◆ TO DO
Render as a Markdown table with the columns Index and Line the lines beginning with the one containing "Each <instance> targets" and continuing through the one containing "19V56L225 65L243 25L258", omitting blank lines. Each table row should hold the line's sequential number and the line itself.

** DATA SUPPLIED follows **

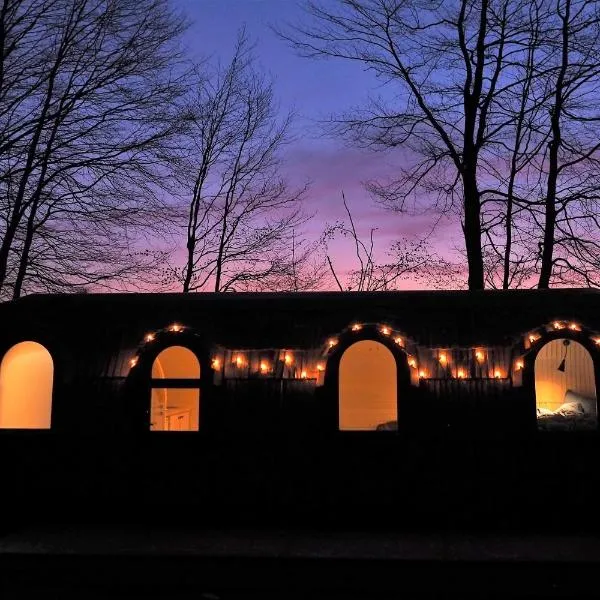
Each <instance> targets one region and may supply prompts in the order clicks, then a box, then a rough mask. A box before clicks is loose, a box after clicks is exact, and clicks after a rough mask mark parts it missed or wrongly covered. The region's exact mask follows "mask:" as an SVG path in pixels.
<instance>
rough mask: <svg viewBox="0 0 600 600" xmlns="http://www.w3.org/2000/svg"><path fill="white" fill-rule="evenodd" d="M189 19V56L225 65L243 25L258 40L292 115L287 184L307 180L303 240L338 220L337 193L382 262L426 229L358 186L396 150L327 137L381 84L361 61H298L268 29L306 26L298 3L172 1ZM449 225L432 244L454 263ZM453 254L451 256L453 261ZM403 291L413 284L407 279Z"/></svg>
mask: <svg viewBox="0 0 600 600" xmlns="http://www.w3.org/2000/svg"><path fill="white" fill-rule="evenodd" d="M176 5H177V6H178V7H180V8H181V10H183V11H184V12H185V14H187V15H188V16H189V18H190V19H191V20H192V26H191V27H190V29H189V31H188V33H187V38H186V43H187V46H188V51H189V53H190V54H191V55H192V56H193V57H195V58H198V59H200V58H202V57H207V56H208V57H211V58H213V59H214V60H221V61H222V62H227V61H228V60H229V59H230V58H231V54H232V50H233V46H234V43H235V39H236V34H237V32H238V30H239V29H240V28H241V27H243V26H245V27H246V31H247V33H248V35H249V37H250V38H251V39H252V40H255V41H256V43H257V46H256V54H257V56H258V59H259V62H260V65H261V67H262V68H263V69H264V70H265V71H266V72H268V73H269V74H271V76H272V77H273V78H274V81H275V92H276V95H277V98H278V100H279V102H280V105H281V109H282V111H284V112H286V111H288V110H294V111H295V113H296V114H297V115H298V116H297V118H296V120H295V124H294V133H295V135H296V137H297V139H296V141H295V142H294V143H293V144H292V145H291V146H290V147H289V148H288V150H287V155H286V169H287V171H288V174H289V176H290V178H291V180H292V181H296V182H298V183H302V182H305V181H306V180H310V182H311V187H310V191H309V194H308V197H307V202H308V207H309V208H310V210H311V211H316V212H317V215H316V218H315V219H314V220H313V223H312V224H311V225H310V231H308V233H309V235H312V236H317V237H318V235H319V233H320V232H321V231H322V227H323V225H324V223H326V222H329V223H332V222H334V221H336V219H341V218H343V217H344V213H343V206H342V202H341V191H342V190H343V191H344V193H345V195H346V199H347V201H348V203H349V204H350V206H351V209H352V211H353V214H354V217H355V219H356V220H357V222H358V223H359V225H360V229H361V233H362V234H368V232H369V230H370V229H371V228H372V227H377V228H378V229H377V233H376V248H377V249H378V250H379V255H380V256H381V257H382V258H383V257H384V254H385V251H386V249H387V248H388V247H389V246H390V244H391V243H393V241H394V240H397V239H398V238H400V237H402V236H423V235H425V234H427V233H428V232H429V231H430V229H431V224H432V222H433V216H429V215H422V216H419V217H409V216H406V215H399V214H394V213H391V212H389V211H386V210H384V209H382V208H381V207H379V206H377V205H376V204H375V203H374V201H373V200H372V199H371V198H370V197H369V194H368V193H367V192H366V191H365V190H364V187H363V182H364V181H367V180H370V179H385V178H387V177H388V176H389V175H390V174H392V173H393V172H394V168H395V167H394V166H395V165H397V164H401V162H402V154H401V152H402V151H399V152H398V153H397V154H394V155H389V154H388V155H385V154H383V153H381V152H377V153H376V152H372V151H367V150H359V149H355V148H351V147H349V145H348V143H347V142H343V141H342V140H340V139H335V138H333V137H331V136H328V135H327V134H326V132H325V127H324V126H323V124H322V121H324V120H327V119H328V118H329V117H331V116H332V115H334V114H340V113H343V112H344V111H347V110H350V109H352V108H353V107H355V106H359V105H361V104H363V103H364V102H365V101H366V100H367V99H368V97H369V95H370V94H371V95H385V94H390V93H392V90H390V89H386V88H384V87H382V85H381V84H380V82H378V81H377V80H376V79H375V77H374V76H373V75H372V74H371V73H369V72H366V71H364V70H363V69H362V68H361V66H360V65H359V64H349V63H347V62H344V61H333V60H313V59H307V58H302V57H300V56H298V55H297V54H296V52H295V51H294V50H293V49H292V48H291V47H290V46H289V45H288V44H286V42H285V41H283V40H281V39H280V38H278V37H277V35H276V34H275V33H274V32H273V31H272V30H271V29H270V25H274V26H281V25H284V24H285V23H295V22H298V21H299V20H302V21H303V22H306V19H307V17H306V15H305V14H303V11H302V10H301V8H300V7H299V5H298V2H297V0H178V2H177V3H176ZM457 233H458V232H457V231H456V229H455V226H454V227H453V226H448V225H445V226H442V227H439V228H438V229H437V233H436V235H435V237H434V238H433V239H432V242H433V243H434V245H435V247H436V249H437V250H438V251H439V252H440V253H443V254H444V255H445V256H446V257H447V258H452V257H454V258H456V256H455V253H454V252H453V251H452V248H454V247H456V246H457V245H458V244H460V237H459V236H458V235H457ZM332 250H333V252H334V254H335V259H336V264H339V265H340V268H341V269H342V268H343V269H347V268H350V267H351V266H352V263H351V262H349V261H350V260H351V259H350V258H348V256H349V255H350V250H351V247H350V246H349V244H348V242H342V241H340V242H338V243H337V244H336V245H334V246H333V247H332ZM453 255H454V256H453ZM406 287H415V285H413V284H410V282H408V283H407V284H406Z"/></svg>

** End of DATA SUPPLIED **
** DATA SUPPLIED follows **

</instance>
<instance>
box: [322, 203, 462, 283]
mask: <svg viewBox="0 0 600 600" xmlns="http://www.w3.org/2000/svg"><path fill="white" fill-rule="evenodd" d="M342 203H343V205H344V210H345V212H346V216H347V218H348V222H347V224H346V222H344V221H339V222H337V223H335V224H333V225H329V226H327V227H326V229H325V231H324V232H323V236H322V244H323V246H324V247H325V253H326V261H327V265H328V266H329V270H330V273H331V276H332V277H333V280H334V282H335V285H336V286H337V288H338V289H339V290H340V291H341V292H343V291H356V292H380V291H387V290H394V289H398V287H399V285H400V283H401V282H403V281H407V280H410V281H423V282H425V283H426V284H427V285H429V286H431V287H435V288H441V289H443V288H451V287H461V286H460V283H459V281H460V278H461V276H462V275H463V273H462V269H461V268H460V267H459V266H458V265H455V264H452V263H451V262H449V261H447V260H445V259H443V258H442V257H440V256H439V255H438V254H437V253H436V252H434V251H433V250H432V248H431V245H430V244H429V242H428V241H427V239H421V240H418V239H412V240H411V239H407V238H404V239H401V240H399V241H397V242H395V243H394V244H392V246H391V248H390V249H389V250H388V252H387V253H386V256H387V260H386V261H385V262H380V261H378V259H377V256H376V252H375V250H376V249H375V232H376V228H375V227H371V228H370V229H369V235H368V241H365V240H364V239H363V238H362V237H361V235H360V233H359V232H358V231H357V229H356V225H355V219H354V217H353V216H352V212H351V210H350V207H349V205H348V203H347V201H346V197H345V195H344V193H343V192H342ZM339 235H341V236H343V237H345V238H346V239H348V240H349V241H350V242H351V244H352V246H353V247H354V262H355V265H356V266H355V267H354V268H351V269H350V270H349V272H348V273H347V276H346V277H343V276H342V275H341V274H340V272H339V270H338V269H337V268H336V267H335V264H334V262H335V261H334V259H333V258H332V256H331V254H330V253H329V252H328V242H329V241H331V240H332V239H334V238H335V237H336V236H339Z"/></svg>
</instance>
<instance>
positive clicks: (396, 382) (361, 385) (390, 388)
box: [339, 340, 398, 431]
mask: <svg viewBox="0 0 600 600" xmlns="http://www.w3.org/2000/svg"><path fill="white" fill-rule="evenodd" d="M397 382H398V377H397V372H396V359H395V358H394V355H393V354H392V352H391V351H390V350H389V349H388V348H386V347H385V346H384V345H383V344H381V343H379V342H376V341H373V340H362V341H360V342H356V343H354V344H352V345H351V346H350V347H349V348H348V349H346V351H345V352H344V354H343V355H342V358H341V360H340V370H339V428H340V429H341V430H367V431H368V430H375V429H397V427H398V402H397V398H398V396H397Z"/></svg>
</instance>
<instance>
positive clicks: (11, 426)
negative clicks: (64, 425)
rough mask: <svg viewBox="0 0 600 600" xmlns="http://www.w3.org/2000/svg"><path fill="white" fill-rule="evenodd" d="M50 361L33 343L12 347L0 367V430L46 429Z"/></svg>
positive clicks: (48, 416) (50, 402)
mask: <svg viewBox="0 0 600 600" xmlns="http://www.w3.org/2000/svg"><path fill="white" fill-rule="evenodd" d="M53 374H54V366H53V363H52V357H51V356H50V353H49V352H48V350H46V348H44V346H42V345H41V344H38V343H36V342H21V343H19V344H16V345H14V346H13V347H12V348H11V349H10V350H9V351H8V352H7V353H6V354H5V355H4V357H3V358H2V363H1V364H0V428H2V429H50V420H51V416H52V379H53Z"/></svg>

** End of DATA SUPPLIED **
** DATA SUPPLIED follows **

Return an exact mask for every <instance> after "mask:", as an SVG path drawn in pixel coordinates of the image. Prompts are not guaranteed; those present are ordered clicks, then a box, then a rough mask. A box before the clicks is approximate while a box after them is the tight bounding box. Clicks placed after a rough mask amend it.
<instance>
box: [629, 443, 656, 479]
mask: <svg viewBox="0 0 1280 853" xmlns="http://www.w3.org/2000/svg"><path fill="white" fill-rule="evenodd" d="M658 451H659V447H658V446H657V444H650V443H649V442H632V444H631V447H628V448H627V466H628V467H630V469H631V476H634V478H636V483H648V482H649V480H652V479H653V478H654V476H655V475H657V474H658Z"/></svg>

** End of DATA SUPPLIED **

◆ SOLUTION TO THE PROBLEM
| Index | Line |
|---|---|
| 1 | Each <instance> targets one region and may supply prompts in the order clicks, then a box, then a rough mask. A box before clicks is loose, a box after clicks is exact, and clicks after a rough mask mark parts it missed or wrongly covered. The region's exact mask follows "mask:" as an SVG path in pixels. |
| 2 | <instance> |
| 3 | rough mask: <svg viewBox="0 0 600 600" xmlns="http://www.w3.org/2000/svg"><path fill="white" fill-rule="evenodd" d="M189 19V56L225 65L243 25L258 40L292 115L287 184L307 180L303 240L338 220L337 193L382 262L426 229L358 186L396 150L327 137L381 84L361 61H298L268 29L306 26L298 3L172 1ZM449 225L432 244L454 263ZM453 254L451 256L453 261ZM403 291L413 284L407 279Z"/></svg> |